[Work to complete]: Report every line of the records below that contains the word "sedan", copying each of those lines in full.
╭─ Records for this exercise
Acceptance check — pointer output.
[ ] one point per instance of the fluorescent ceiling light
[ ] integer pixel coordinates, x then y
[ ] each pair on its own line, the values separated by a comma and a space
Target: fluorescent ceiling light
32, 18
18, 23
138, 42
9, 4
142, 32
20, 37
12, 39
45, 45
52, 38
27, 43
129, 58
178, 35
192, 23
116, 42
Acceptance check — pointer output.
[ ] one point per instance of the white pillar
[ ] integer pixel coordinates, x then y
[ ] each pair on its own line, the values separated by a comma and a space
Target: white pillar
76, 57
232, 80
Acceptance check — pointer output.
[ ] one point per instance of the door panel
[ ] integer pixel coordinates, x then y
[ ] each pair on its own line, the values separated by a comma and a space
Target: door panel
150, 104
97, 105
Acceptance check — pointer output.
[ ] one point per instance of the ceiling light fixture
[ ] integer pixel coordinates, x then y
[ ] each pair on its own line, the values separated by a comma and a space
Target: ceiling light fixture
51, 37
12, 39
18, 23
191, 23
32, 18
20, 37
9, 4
╰─
╭─ Records for this exercise
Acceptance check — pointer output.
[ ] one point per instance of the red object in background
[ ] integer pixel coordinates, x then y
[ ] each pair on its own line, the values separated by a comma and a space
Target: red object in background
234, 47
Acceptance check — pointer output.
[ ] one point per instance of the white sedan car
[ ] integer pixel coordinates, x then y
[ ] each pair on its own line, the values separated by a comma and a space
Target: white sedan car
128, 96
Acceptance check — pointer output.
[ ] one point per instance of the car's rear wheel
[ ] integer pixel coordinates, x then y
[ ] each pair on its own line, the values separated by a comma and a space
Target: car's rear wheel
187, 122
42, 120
╰─
[Expected answer]:
[ ] one point per instance of the white sedan car
Target: white sedan car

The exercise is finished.